Data entries:

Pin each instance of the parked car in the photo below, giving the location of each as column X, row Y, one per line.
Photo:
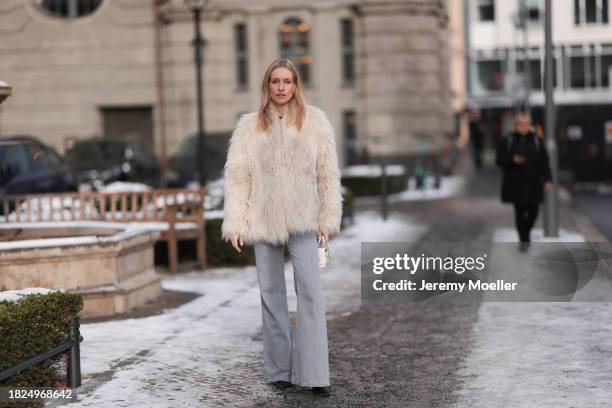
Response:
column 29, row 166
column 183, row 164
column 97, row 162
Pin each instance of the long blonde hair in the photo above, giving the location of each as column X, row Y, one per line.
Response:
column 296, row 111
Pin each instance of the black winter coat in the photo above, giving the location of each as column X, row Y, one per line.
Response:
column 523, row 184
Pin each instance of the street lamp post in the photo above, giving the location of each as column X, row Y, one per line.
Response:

==

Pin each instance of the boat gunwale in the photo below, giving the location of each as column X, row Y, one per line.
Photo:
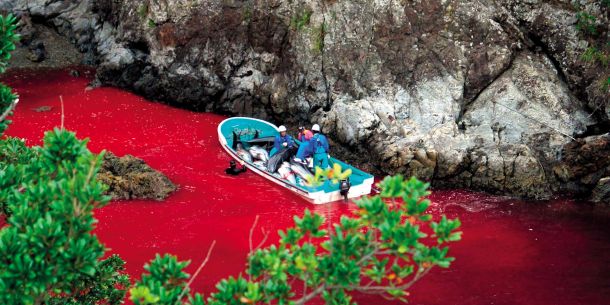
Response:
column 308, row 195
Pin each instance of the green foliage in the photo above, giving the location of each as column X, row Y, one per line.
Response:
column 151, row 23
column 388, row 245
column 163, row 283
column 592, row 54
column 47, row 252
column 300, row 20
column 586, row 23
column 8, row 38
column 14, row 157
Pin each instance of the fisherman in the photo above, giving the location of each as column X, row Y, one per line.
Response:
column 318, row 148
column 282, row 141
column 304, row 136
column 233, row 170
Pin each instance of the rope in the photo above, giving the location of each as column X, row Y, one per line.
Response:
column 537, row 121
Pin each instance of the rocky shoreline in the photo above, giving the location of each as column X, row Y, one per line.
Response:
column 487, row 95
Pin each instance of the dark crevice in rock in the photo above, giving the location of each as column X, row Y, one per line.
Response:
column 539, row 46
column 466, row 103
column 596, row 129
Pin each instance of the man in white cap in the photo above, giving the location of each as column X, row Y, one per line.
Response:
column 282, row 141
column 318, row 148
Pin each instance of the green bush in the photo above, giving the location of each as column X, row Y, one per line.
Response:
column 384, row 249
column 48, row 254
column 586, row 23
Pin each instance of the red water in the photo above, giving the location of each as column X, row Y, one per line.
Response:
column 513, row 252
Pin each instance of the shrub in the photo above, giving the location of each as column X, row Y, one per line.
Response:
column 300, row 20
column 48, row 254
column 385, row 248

ACTIVITY ->
Report every line of the records that contains the word "below".

YOUR SOLUTION ->
Pin each instance of the parked car in the photo below, giving the location of each as column X, row Y, one per line.
Pin each instance of the boat gunwale in the photo below, giving the location of each as column X, row Y, one per line.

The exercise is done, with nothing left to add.